- _DATASET RECORDS_:
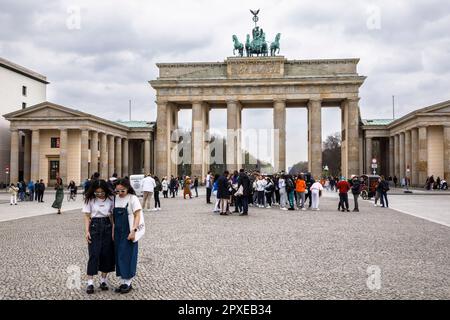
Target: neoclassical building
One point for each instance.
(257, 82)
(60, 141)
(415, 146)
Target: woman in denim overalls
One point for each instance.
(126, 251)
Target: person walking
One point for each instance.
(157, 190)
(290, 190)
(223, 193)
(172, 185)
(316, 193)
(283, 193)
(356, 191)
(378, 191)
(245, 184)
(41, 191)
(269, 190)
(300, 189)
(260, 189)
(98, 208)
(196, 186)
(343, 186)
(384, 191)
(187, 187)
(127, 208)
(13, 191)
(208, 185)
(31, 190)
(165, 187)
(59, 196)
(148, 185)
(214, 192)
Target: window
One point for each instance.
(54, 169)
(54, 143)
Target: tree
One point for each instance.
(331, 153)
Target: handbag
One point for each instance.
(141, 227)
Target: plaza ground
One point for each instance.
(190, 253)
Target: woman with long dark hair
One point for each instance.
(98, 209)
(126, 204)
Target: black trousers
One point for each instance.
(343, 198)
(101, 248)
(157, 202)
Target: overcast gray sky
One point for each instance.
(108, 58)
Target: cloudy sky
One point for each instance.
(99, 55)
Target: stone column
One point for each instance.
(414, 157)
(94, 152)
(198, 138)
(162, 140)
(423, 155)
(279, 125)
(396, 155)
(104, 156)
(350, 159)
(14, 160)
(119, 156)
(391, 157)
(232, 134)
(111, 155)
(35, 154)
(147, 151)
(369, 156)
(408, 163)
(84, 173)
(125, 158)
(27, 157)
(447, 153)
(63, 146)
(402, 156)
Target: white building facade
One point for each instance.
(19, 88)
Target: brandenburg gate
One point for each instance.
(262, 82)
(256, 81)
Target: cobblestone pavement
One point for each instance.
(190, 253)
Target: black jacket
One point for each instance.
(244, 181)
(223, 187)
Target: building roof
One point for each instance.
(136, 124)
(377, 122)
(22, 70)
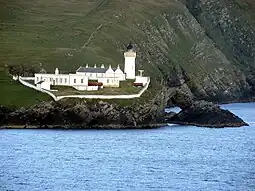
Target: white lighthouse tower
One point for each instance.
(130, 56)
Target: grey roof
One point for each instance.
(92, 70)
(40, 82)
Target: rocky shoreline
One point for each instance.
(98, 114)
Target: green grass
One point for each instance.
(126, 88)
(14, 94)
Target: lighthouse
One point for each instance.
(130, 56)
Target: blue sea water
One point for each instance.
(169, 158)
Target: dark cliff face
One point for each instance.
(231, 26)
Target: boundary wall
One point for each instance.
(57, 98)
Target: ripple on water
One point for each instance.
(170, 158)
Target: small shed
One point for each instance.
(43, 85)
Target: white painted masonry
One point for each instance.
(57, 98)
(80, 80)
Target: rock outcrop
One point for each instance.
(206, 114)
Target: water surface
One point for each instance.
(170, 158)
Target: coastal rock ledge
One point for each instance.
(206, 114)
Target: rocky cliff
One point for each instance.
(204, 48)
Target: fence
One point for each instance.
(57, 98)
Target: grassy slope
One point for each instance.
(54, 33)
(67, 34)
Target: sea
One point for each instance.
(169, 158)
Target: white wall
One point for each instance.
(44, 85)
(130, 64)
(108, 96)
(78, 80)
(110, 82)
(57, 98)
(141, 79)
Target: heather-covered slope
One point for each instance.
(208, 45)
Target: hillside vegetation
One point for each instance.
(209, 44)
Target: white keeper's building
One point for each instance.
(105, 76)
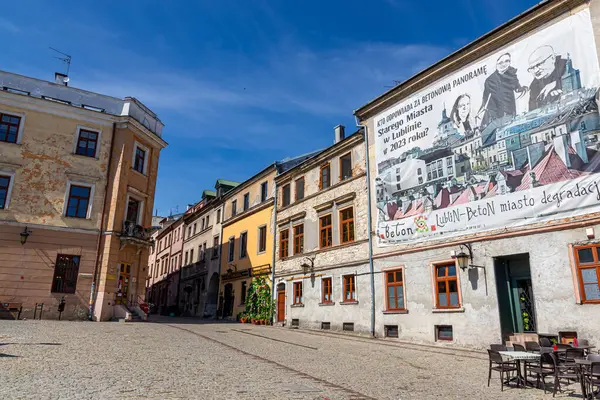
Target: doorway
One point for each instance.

- _SET TASK_: Can you copy out, word for word, the lines running from the one that contains "Target: dark cliff face" through the last line of the records, both ends included, and leave out the pictures?

- _REPLY_:
Target: dark cliff face
One point for each instance.
(231, 26)
Target: boundary wall
One point for each instance.
(57, 98)
Target: ripple on water
One point for each instance.
(170, 158)
Target: small shed
One point for each instance.
(43, 85)
Target: white painted masonry
One point for each instance.
(57, 98)
(80, 80)
Target: rock outcrop
One point for each instance.
(206, 114)
Target: water surface
One point for each instance.
(170, 158)
Target: coastal rock ledge
One point for each instance.
(206, 114)
Target: rocky cliff
One point for each instance.
(204, 48)
Target: fence
One point for each instance.
(57, 98)
Target: grassy slope
One point for each instance.
(54, 33)
(67, 34)
Target: sea
One point for each instance.
(169, 158)
Target: white wall
One point for each instance.
(44, 85)
(130, 64)
(108, 96)
(78, 80)
(110, 82)
(57, 98)
(141, 79)
Target: heather-covered slope
One point for each instance.
(208, 45)
Target: hillside vegetation
One point for each instance.
(209, 44)
Target: white keeper's building
One point for each instance.
(105, 76)
Target: doorway
One point for each instance.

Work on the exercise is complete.